Segment Start: DATASET CONTENT

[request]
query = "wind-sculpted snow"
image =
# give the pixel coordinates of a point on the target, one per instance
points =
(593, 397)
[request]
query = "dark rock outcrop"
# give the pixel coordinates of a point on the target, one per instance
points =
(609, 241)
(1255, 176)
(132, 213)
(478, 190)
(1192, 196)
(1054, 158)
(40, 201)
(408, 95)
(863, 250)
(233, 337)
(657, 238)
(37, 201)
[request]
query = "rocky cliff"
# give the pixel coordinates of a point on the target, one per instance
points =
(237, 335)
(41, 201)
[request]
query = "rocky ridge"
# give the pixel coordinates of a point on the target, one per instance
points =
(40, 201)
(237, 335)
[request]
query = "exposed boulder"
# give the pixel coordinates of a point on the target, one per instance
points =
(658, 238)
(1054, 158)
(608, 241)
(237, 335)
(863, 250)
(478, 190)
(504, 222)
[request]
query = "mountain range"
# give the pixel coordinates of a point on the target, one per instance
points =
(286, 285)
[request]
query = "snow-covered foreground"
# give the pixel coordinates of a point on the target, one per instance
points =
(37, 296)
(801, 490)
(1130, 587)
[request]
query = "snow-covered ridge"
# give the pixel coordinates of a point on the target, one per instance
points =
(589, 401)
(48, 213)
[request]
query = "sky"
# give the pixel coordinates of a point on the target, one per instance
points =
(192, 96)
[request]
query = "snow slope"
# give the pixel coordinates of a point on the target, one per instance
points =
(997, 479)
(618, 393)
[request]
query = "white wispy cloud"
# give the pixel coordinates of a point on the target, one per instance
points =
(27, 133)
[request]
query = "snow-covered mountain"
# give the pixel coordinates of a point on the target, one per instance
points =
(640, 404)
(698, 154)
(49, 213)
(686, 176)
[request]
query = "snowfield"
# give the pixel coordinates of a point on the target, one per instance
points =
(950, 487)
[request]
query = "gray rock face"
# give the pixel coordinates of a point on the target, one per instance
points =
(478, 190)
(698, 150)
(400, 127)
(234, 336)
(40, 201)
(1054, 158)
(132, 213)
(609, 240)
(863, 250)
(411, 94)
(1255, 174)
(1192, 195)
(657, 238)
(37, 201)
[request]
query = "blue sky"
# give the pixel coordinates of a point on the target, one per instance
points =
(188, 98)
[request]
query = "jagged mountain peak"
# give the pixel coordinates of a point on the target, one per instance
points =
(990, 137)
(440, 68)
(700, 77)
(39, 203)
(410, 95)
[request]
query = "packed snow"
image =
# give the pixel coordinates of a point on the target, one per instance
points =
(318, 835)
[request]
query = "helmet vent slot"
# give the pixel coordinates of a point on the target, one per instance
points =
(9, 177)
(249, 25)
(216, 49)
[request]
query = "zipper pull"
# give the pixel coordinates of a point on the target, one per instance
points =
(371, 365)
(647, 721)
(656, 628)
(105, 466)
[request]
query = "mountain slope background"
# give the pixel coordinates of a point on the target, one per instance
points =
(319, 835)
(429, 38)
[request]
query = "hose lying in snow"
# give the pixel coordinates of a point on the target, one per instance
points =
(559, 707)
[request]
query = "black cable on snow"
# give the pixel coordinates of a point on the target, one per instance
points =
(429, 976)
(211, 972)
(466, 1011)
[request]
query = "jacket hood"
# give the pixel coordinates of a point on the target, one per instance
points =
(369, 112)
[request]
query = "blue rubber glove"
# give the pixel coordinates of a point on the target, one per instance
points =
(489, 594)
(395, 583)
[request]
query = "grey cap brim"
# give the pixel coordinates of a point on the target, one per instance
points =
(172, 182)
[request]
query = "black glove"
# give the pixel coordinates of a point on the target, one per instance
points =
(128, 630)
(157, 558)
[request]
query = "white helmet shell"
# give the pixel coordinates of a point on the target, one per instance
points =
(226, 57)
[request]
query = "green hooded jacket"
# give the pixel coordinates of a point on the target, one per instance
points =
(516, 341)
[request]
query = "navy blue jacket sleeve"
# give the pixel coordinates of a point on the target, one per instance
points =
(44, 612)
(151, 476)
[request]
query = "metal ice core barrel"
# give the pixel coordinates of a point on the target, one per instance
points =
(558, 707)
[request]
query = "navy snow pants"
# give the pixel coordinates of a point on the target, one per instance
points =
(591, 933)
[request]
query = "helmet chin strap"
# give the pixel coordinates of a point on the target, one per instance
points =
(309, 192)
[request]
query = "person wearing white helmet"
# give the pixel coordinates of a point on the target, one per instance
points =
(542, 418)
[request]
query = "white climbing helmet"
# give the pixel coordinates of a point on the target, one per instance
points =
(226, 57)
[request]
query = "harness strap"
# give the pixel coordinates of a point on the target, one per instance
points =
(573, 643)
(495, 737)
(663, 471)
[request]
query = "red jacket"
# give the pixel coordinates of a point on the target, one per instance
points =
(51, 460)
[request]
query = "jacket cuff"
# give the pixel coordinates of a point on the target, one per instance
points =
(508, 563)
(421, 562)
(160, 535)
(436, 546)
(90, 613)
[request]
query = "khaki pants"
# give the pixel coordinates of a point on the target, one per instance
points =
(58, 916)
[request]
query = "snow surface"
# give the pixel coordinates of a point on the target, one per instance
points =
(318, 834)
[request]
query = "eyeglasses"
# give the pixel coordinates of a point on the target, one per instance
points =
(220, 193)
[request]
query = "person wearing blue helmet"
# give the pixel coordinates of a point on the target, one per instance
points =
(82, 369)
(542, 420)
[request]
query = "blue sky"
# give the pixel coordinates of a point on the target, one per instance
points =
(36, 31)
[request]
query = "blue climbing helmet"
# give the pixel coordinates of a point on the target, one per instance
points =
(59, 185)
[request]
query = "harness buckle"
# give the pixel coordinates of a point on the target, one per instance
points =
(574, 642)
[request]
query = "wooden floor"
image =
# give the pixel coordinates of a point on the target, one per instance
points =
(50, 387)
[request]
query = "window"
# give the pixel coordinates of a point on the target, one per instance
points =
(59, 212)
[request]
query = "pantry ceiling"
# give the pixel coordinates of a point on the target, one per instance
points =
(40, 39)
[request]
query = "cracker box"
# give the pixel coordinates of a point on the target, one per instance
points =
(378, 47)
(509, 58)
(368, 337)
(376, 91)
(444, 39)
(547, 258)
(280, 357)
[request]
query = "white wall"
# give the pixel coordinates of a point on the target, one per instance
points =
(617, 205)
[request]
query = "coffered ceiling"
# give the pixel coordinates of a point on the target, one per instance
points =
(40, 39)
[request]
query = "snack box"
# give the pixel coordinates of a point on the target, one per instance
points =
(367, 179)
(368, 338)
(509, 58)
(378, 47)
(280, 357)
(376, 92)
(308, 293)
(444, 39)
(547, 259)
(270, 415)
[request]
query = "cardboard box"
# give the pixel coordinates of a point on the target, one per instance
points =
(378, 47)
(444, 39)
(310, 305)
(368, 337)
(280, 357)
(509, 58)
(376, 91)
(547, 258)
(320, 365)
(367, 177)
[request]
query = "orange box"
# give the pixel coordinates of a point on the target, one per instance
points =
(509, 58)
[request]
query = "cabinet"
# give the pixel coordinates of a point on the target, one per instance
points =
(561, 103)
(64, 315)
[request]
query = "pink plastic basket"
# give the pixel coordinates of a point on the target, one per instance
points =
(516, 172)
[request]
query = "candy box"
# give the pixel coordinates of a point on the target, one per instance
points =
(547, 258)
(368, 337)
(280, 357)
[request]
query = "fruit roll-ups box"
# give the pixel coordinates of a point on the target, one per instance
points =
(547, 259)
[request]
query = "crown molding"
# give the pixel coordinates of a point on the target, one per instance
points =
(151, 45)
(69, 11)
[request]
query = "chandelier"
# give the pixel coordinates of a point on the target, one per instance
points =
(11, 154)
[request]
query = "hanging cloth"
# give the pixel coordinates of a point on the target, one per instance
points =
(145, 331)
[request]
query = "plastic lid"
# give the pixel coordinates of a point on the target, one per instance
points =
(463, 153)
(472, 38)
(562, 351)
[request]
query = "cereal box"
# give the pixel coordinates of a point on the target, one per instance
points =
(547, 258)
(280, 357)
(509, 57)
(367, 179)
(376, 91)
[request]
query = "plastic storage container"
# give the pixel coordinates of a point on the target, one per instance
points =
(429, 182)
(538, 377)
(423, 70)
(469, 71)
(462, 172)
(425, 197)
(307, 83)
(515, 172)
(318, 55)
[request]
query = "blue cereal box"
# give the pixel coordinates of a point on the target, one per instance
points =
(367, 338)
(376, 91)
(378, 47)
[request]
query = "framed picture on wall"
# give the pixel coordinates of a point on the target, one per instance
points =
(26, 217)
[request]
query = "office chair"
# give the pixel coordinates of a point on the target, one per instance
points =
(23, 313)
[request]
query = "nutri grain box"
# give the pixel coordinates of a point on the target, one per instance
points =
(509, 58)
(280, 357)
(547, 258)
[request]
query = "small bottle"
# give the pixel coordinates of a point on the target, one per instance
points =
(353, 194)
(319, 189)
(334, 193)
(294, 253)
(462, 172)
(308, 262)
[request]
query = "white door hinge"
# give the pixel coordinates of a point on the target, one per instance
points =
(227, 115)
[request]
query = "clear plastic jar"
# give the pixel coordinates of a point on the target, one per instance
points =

Segment End: DATASET CONTENT

Within the records above, each line containing "climbing" is to be returned.

query = "white climbing helmet"
query = "blue climbing helmet"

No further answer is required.